** start of The input **

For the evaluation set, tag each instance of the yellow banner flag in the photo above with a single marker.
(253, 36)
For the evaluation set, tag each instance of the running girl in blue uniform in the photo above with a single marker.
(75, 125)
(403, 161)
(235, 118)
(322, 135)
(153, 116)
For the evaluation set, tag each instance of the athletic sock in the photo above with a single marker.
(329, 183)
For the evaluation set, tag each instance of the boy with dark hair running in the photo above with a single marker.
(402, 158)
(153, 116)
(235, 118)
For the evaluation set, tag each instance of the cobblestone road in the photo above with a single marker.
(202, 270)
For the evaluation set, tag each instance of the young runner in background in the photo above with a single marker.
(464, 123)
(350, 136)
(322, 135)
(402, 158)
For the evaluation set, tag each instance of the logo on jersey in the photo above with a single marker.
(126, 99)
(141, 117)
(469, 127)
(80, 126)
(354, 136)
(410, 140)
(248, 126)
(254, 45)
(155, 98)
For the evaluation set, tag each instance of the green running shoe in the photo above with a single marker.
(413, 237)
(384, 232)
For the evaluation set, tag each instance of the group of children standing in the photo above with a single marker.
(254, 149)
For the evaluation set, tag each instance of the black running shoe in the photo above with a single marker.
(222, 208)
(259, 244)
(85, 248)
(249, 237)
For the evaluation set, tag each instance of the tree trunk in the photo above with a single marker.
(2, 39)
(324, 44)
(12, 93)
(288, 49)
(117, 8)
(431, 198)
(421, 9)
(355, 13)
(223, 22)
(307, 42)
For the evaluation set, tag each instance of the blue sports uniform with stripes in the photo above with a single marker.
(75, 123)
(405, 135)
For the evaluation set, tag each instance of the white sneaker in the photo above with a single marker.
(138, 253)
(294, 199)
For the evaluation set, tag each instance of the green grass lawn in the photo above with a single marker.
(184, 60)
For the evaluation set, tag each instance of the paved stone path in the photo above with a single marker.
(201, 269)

** end of The input **

Rewrite the items from the line containing "For the evaluation set, tag each instance of the blue" through the last item, inclusive, keeping each request line unchanged and adding 76 to every coordinate in the answers. Include only these lines.

Answer to this task
For the evaluation set, tag each instance of the blue sports uniform with stripes in the photo above with a single marker.
(151, 199)
(481, 211)
For the evaluation set, tag each instance of the white sneaker in the photo above with a single marker.
(214, 329)
(370, 275)
For the evaluation set, tag each instance of the green grass lawn in the photo above with a single marker.
(260, 136)
For the evaluation set, tag each instance of the paved stone path in the photo above with a single marker.
(277, 345)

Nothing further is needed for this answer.